◆ Written exercise 1
Return each line of the records below that contains the string "player", matching case exactly.

◆ Excerpt provided

Colleagues,

Next week the MIT Museum and Radius will be presenting a special screening of 
“November Actions”,on the 50th anniversary of this famous protest.  Ricky 
Leacock’s unfinished film about this event (actually, the rough cut, work 
prints, rushes, and negatives) is part of the MIT Museum’s collection.  We 
worked on its restoration for several years beginning in 2010 (it was a 
featured object in the MIT150 Exhibition) and while it has been shown to groups 
of alumni and students over the past 3 years, we felt it appropriate to make a 
full public screening on the anniversary.  As my blog post (below) suggests, I 
think it may be especially relevant today in light of recent campus events.

Hope you can attend but please feel free to forward this announcement to 
others.  (The link to MIT’s events calendar is: 
https://calendar.mit.edu/event/november_actions_special_screening_on_the_50th_anniversary_of_mits_historical_protests#.Xbv3ar8pBp8)

Thanks,

Debbie Douglas



Fifty years ago, today (November 1), MIT hired Richard Leacock.  Leacock had 
emerged in the 1960s as one of the world’s leading experimental documentary 
filmmakers and MIT was just starting to offer courses in this area.  It was a 
controversial move because Leacock didn’t have a degree (he had dropped out of 
Harvard as an undergraduate) but he had been involved with MIT’s famous 
Physical Sciences Study Committee Project in the late 1950s and was well known 
to MIT’s provost Jerome Wiesner.  The plan was that Leacock would start 
teaching in the 1970-71 academic year but Leacock needed money (fame for his 
filmmaking had not translated into financial success), so Wiesner hired him to 
start right away through a small experimental project Wiesner was running at 
MIT called the Education Research Center.  In his autobiography, A Feeling of 
Being There, Leacock wrote: “I packed a bag and took a bus to Boston. However, 
when I got there in 1969, the place was in turmoil over the war in 
Vietnam…chaos was everywhere.  My son Robert joined me and we started filming.”
Chaos indeed!  Following a major outburst of anti-war activism in the spring of 
1969, most especially the famous March 4 protest, there had been a growing 
movement on MIT’s campus that was expressing not only general opposition to the 
war in Southeast Asia but more specifically to MIT’s contributions to the 
military-industrial-complex.  MIT’s Instrumentation Lab might have been the 
darling of world on July 20, 1969 when astronauts Neil Armstrong and Buzz 
Aldrin landed on the moon but now people were very aware that the same guidance 
systems that had made that mission such a success were at the heart of the new 
ICBM technologies.  A growing number of people at MIT and beyond were becoming 
increasingly critical of the conduct of classified military research on campus.

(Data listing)
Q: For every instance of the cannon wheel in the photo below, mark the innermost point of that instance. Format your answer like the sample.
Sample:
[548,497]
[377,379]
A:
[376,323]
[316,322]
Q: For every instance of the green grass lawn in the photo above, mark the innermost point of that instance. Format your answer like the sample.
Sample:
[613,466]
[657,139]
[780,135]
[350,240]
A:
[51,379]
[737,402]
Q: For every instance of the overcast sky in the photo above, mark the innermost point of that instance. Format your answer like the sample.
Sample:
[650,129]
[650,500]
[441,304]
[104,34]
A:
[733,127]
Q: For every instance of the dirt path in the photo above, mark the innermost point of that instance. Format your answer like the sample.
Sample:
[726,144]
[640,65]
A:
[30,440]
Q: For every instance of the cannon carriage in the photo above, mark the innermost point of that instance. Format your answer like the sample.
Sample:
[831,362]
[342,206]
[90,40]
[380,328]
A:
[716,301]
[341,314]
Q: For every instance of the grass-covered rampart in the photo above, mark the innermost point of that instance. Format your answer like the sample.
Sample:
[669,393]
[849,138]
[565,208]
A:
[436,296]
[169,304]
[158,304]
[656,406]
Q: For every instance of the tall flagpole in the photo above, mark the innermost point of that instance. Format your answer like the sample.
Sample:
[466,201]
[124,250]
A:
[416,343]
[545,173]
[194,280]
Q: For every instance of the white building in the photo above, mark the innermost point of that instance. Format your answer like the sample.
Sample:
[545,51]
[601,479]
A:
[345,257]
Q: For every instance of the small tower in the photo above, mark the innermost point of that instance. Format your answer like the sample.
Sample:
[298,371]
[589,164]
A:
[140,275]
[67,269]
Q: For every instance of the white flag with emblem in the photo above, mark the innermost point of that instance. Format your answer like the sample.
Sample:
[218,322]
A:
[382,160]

==

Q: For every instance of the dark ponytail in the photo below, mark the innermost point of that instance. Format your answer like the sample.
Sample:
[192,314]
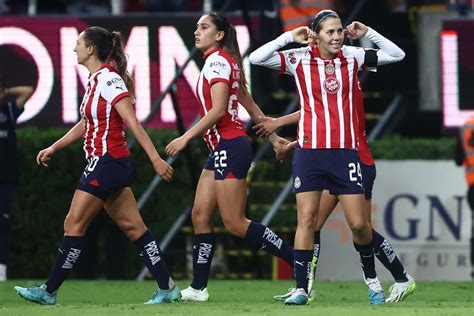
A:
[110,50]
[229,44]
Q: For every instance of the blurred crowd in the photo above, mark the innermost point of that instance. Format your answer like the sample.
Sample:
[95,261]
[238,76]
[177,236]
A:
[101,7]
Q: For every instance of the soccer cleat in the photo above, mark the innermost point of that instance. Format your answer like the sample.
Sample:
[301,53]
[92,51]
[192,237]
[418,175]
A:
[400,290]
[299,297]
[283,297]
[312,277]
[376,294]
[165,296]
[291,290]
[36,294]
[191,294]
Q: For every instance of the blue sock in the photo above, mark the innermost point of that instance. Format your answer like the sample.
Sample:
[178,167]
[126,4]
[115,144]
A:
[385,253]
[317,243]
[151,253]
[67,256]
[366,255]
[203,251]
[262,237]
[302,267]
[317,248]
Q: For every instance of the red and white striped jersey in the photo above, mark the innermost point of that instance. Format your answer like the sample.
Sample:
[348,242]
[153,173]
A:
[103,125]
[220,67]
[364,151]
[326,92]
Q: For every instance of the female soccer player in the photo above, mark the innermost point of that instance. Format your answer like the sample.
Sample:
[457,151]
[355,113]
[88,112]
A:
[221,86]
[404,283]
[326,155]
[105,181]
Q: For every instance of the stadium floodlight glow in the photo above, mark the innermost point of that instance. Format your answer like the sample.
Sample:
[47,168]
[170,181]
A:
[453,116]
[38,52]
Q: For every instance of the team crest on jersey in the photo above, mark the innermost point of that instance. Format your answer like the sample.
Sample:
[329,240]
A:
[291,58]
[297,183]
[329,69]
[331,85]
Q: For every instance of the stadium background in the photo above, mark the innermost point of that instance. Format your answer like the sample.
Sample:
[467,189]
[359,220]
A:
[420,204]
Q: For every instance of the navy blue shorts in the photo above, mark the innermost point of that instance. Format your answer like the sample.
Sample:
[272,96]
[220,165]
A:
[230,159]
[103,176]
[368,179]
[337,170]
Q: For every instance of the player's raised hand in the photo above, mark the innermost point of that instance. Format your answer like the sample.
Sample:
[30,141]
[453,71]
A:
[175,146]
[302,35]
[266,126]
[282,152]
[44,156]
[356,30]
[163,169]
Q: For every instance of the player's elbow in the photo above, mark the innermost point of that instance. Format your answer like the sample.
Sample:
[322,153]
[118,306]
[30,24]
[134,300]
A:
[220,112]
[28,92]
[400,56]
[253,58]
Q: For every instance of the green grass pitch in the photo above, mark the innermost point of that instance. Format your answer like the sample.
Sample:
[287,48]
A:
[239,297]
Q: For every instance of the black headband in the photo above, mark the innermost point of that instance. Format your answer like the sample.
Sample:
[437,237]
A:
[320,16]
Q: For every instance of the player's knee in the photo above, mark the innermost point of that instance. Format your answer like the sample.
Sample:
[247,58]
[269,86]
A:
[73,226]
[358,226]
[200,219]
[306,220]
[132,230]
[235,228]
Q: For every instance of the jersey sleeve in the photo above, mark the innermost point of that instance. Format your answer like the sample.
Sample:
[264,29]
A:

◆ Written exercise 2
From the announcement about the MIT Museum screening above, set down verbatim the passage starting with "Next week the" and going on through "recent campus events.".

◆ Exercise solution 1
Q: For every instance of the female soccer player in the photo above, mark the innermost point of that instance. Format your answer like the sample.
Q: For every instance of the player's raised hand in the photo above, mark the innermost point of that instance. Format your answer like the sample.
Q: For every instance of the player's elbow in the photo above, mark the innermost point of that instance. Format your answer like the sample.
Q: For every instance of the player's knee in the photo above, mark the innermost point of that instance. Format your answer like the sample.

◆ Exercise solution 2
Next week the MIT Museum and Radius will be presenting a special screening of 
“November Actions”,on the 50th anniversary of this famous protest.  Ricky 
Leacock’s unfinished film about this event (actually, the rough cut, work 
prints, rushes, and negatives) is part of the MIT Museum’s collection.  We 
worked on its restoration for several years beginning in 2010 (it was a 
featured object in the MIT150 Exhibition) and while it has been shown to groups 
of alumni and students over the past 3 years, we felt it appropriate to make a 
full public screening on the anniversary.  As my blog post (below) suggests, I 
think it may be especially relevant today in light of recent campus events.